■ **Dataset**:

-----

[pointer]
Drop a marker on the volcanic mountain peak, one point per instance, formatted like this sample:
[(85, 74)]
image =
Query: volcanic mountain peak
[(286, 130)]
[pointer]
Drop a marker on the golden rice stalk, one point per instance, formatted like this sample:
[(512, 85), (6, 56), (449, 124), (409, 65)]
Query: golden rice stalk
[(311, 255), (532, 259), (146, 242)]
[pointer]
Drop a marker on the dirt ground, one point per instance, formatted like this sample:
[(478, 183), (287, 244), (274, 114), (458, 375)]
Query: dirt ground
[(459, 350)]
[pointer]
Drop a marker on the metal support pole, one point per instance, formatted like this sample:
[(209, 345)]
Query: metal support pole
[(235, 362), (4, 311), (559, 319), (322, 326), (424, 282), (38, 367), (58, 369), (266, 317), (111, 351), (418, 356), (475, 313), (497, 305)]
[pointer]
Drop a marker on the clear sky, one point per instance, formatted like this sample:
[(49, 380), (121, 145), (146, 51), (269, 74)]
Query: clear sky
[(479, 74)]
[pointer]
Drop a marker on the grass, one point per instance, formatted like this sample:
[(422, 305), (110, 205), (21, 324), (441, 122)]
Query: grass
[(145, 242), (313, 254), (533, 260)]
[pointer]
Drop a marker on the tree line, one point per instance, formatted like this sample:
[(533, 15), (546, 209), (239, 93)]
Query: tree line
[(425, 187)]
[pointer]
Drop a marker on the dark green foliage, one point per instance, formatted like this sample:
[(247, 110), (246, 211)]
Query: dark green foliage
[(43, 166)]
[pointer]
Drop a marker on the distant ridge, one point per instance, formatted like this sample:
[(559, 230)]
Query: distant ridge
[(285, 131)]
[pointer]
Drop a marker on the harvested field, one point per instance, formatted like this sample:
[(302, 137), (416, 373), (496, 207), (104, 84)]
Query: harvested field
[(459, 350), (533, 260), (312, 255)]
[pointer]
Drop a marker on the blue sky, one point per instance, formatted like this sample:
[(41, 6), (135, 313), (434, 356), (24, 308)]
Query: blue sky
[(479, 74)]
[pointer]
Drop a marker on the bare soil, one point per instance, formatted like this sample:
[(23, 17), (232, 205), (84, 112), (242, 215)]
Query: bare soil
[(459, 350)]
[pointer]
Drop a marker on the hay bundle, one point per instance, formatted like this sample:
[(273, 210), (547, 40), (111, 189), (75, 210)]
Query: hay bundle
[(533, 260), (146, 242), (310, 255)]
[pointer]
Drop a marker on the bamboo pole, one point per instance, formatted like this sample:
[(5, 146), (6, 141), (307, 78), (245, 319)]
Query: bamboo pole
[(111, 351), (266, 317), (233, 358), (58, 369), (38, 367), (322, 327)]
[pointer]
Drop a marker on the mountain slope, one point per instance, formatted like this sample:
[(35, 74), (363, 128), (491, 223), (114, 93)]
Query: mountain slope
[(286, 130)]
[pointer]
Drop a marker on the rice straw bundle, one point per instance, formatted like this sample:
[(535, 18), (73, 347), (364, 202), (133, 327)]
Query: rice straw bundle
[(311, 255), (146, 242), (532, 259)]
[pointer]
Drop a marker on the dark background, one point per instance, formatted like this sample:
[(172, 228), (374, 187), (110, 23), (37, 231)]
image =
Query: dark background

-----

■ **Aim**:
Print the listing above in full, exactly as it is.

■ **Solved problem**:
[pointer]
Drop a marker on the volcanic mountain peak, one point per instance, formatted like this sample:
[(85, 74)]
image =
Query: volcanic mountain peak
[(286, 130)]
[pointer]
Drop a marker on the golden rice stalk, one point per instance, formatted like this sample:
[(512, 85), (6, 56), (449, 124), (409, 65)]
Query: golden rice stalk
[(311, 255), (532, 259), (146, 242)]
[pointer]
Drop a marker on the dirt ground, one point per instance, formatted like this sample:
[(478, 183), (287, 244), (274, 114), (458, 375)]
Query: dirt ground
[(459, 350)]
[pointer]
Drop a marker on the metal support pole, one point per instance, formatted like this sample:
[(209, 345)]
Query: metal support pole
[(235, 362), (4, 311), (559, 319), (322, 326), (424, 282), (38, 367), (58, 369), (266, 317), (111, 351), (418, 356), (475, 313), (497, 305)]
[pointer]
Drop a marker on the clear sky, one point per instance, formatted like this sample:
[(49, 380), (121, 145), (146, 51), (269, 74)]
Query: clear sky
[(479, 74)]
[pointer]
Drop a marker on the grass, one point per instance, formatted like this sample:
[(422, 305), (110, 205), (21, 324), (441, 122)]
Query: grass
[(145, 242), (313, 254), (533, 260)]
[pointer]
Drop a marker on the tree line, one point per instance, formatted like this sample:
[(533, 15), (546, 209), (239, 93)]
Query: tree line
[(425, 187)]
[pointer]
Drop a marker on the dark green foliage, one point per instance, formatted like this sample:
[(247, 110), (246, 211)]
Query: dark green foliage
[(43, 166)]
[pointer]
Drop a marker on the distant ridge, one point per instance, formatted like this sample:
[(559, 230)]
Query: distant ridge
[(285, 131)]
[pointer]
Drop a marker on the harvested field, one point per instance, formatted like this sample:
[(302, 137), (416, 373), (496, 207), (104, 84)]
Query: harvested field
[(459, 350), (533, 260), (312, 255)]
[pointer]
Drop a marker on the blue sky, one point per instance, formatted like this sample:
[(41, 6), (135, 313), (434, 356), (24, 308)]
Query: blue sky
[(479, 74)]
[pointer]
Drop a marker on the bare soil, one point per instance, formatted like this sample:
[(23, 17), (232, 205), (84, 112), (242, 215)]
Query: bare soil
[(459, 350)]
[pointer]
Drop a marker on the hay bundle, one point per instance, formatted like this sample:
[(273, 210), (547, 40), (111, 189), (75, 210)]
Query: hay bundle
[(533, 260), (146, 242), (310, 255)]
[pointer]
Drop a marker on the bamboo pole, one point per instance, formatted like this sample:
[(5, 146), (6, 141), (307, 78), (245, 319)]
Query: bamboo pole
[(111, 351), (266, 317), (233, 358), (58, 369), (38, 367), (322, 327)]
[pointer]
Drop a marker on the mountain slope, one point per instance, formatted like this sample:
[(35, 74), (363, 128), (491, 223), (114, 93)]
Query: mountain slope
[(286, 130)]
[pointer]
Drop a marker on the rice straw bundle, one point per instance, formatted like this sample:
[(535, 18), (73, 347), (364, 202), (133, 327)]
Query: rice straw bundle
[(311, 255), (146, 242), (532, 259)]
[pointer]
Drop a marker on the dark background, one point per instance, formatted like this sample:
[(172, 228), (374, 187), (110, 23), (37, 231)]
image =
Query: dark background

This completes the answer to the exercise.